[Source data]
+ + + +
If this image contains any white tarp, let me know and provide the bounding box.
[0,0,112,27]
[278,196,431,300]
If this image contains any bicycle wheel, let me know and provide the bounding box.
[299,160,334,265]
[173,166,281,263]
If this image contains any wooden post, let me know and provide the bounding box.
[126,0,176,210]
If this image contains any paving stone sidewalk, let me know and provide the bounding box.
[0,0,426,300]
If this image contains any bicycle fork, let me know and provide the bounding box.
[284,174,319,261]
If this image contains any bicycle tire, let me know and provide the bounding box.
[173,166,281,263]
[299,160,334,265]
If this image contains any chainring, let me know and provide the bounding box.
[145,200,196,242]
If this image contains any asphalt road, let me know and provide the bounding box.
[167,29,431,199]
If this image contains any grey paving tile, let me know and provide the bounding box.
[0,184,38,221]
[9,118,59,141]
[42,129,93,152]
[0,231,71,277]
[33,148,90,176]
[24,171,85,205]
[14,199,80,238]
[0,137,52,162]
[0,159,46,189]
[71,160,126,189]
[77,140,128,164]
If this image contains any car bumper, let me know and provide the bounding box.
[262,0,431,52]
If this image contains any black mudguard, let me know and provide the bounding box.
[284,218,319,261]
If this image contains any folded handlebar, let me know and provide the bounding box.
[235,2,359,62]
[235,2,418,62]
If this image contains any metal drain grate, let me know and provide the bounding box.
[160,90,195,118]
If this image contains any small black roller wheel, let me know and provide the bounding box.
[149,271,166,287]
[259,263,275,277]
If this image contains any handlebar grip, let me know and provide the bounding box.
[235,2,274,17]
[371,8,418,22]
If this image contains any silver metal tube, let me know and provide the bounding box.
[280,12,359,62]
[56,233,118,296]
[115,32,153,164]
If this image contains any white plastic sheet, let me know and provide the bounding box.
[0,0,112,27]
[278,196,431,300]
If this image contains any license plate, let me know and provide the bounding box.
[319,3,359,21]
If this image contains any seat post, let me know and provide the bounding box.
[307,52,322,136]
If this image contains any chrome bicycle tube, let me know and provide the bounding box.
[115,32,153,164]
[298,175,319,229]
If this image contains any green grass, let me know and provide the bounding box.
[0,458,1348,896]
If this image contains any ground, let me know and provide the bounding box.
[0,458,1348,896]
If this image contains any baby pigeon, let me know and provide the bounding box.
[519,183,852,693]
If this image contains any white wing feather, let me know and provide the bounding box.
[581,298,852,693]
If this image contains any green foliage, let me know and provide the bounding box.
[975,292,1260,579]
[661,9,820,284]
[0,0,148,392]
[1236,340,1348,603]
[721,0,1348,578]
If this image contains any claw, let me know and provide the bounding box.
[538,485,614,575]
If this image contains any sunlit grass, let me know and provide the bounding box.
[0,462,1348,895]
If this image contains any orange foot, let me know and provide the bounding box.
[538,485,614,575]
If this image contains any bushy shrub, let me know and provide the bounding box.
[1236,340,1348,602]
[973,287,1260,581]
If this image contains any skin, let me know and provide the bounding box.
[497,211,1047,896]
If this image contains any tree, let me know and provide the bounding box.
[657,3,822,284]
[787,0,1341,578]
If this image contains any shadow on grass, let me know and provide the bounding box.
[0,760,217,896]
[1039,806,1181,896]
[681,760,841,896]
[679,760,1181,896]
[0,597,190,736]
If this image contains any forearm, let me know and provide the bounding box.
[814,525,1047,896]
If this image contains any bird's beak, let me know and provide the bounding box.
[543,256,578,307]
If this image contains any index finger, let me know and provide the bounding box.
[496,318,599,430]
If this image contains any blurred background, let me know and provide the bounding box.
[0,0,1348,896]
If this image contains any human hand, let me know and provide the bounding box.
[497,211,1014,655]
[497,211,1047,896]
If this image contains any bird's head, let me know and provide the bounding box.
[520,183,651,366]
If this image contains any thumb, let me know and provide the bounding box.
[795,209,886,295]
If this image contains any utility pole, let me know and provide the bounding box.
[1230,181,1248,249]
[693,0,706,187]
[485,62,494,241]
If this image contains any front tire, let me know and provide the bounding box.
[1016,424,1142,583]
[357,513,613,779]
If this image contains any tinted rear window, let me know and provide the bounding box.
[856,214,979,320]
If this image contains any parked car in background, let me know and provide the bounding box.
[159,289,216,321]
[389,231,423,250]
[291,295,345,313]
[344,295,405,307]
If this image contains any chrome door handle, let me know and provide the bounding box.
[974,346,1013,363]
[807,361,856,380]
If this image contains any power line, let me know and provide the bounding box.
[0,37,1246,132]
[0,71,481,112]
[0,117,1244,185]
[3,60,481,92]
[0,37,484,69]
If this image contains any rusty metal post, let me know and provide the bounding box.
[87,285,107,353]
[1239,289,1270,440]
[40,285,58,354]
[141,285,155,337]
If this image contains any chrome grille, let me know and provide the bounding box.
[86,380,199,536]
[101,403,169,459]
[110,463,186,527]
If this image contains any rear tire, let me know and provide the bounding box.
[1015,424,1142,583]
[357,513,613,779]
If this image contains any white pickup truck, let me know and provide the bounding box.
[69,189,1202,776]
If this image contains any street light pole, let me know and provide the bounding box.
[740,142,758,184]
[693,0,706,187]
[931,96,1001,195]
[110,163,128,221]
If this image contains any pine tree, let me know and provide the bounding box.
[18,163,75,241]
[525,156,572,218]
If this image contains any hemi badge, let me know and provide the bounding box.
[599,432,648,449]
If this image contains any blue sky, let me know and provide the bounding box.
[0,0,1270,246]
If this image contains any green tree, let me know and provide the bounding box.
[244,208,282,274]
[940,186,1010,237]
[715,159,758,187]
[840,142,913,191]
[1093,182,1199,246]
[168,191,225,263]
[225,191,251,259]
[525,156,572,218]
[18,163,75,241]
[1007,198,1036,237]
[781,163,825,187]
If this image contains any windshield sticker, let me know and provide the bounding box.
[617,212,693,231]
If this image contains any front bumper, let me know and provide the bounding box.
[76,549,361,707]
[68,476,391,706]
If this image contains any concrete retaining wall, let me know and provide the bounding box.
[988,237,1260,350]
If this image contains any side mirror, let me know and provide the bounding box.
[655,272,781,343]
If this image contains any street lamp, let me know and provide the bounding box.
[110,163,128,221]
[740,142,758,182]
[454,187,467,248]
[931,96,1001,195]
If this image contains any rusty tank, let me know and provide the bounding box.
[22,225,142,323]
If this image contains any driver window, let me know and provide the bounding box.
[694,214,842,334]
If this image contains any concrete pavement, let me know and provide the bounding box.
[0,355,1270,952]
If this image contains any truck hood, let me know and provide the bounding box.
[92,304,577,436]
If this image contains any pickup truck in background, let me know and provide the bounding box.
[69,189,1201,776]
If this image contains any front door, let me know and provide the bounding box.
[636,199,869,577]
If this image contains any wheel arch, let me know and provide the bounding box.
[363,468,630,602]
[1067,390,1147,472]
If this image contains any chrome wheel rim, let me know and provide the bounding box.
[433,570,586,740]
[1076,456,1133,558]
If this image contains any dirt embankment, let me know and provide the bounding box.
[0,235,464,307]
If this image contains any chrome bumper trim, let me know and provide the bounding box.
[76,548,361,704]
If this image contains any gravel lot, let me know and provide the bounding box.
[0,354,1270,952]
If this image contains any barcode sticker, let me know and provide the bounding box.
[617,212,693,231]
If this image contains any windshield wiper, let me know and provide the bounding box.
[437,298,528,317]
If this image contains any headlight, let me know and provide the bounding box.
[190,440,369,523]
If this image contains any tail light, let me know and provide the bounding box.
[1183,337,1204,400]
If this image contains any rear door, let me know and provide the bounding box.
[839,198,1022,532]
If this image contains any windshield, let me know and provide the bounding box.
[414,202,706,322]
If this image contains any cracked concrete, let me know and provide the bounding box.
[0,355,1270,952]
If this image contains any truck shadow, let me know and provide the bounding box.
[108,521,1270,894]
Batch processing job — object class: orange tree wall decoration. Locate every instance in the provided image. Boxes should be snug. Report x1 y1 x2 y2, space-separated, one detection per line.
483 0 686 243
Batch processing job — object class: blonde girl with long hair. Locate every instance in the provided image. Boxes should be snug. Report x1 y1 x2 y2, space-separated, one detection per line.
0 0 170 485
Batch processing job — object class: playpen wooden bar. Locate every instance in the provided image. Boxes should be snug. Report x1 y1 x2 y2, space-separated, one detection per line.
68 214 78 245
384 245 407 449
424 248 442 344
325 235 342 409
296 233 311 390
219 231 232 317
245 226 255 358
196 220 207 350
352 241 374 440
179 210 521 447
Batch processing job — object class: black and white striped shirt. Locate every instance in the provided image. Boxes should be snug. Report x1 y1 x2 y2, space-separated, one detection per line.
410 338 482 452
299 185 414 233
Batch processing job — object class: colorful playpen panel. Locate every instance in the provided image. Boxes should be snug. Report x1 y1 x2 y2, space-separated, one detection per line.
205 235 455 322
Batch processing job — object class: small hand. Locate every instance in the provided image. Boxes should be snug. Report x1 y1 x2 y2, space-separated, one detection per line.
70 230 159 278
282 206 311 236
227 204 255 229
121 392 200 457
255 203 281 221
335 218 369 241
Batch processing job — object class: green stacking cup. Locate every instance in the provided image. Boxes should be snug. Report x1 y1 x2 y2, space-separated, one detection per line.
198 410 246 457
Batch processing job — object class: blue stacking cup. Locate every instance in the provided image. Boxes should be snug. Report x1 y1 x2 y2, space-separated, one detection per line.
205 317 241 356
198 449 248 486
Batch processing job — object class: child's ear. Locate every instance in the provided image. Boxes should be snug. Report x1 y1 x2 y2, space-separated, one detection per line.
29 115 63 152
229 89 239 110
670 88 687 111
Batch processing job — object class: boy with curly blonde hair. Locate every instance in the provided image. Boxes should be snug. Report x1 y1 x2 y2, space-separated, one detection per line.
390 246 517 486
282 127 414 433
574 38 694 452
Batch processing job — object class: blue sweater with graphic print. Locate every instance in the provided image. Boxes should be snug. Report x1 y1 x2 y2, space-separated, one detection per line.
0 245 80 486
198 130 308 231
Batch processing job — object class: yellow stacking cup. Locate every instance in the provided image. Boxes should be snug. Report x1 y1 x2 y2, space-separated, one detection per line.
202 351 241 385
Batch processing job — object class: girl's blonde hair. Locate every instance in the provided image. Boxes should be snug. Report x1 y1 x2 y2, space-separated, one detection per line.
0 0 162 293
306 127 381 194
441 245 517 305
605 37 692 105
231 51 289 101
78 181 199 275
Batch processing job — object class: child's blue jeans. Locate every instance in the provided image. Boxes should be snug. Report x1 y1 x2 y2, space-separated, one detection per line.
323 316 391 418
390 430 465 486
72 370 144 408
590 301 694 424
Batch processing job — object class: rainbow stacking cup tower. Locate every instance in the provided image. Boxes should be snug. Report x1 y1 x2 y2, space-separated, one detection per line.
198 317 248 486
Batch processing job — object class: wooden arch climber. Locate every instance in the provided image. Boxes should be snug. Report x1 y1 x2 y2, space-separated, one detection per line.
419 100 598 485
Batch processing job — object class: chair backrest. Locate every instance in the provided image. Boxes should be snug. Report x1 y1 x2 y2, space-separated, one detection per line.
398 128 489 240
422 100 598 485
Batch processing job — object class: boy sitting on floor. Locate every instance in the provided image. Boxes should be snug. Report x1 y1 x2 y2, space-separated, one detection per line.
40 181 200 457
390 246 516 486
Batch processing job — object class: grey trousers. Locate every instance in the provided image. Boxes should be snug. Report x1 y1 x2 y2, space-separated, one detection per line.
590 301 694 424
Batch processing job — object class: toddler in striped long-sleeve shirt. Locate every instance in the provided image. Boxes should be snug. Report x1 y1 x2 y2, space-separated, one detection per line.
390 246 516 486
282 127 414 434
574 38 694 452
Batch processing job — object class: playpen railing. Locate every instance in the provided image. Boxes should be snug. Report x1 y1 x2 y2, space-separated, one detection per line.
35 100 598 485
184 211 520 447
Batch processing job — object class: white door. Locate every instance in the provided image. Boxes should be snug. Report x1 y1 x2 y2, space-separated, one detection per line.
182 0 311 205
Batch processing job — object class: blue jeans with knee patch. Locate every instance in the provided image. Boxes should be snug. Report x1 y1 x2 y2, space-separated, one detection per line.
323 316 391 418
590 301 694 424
+ + + +
Rewrite the stretch of the source data from its first line through the line containing "[284,218,319,261]", both ends included and the requests kept. Multiply every bounding box coordinate in the answers by 2, rounding to whole numbers with halves going up.

If this image contains any white tarp, let me know and provide the bounding box.
[0,0,224,54]
[556,392,862,600]
If this image contains any bicycle wheel, let me know and provide the bounding box.
[598,320,668,530]
[346,332,562,526]
If this image contains any wooden post, let me know and provide the bounding box.
[252,0,352,420]
If this image contains any paving stone sidewalk, let me know and provide the bounding box.
[0,0,852,600]
If this image contains any bicycle fork, let me know and provide the bounding box.
[568,348,638,522]
If this image contains any bicycle tire, let me know and provide the bounding box.
[346,332,562,526]
[598,320,668,530]
If this image contains any chainring, let me know and provide the bounding box.
[290,400,392,484]
If this image contains any asphalt road, let me know and provide the bounding box.
[334,58,862,398]
If this image contains any grey paving tile, let me know and provide the bounding box.
[0,368,76,442]
[18,236,118,282]
[84,258,186,304]
[0,462,142,554]
[66,296,180,352]
[48,342,170,410]
[28,398,160,476]
[0,274,104,324]
[0,318,92,378]
[142,320,252,378]
[154,280,256,328]
If this image contains any car bumper, let me know and provide the bounding box.
[524,0,862,104]
If this image contains any black mudguard, let me know and provide the bounding box.
[568,436,638,522]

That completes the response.